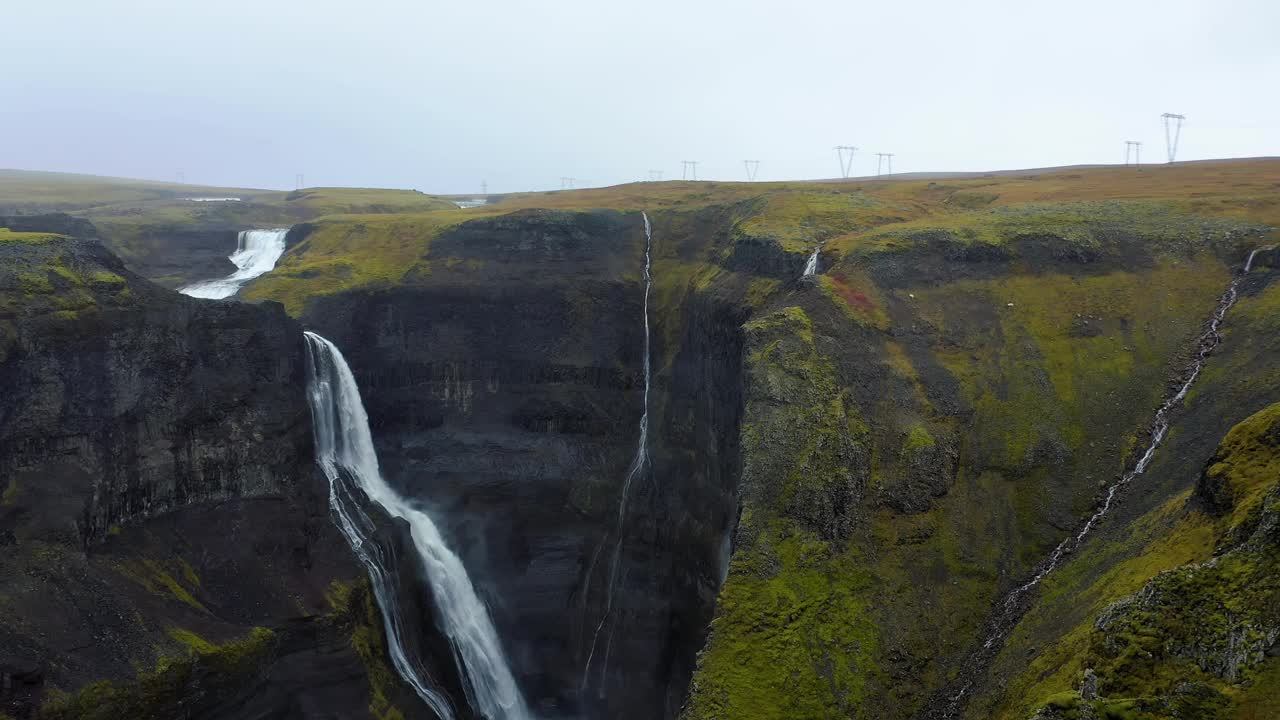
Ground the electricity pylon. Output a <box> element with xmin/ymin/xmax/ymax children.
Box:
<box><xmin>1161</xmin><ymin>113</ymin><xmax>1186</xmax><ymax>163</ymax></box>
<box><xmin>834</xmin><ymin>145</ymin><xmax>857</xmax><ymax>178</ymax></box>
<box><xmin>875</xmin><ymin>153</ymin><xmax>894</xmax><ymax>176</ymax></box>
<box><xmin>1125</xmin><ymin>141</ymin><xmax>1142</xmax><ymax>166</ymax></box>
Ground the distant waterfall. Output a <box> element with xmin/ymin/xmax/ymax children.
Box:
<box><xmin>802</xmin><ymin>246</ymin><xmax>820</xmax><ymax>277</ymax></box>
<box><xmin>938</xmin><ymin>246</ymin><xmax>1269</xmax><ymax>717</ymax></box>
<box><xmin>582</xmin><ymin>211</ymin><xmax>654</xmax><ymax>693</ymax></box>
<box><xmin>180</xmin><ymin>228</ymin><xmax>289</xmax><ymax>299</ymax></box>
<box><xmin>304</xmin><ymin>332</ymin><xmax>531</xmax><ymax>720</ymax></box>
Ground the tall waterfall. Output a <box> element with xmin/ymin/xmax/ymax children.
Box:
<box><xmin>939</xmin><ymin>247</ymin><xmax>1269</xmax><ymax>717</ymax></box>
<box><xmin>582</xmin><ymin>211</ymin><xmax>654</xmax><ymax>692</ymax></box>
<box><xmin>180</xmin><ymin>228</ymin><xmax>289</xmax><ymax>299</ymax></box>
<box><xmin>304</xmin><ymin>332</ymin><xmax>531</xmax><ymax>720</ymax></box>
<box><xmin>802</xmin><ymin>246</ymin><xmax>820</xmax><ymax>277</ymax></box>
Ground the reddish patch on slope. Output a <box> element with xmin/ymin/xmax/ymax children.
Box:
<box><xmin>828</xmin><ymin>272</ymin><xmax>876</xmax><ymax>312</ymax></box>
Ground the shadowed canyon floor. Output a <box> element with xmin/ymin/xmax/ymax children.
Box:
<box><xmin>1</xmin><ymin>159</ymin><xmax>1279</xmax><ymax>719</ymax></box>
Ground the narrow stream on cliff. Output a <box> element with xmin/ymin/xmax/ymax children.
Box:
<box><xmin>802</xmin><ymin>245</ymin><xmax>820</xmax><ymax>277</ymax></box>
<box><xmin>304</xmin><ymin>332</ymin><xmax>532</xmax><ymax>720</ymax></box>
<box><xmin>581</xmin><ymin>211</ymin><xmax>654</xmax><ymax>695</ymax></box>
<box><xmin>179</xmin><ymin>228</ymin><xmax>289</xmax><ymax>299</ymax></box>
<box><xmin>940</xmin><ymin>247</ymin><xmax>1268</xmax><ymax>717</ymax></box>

__________________________________________________

▶ [Assignment]: The span to give again runs from the line with "Ground the narrow" through the last line of the records above; reproduce it exactly and nothing more.

▶ [Response to this task]:
Ground the narrow stream on cliff. Output a <box> element with xmin/ymin/xmax/ymax children.
Box:
<box><xmin>802</xmin><ymin>245</ymin><xmax>820</xmax><ymax>277</ymax></box>
<box><xmin>304</xmin><ymin>332</ymin><xmax>532</xmax><ymax>720</ymax></box>
<box><xmin>581</xmin><ymin>211</ymin><xmax>654</xmax><ymax>695</ymax></box>
<box><xmin>179</xmin><ymin>228</ymin><xmax>289</xmax><ymax>299</ymax></box>
<box><xmin>940</xmin><ymin>247</ymin><xmax>1268</xmax><ymax>717</ymax></box>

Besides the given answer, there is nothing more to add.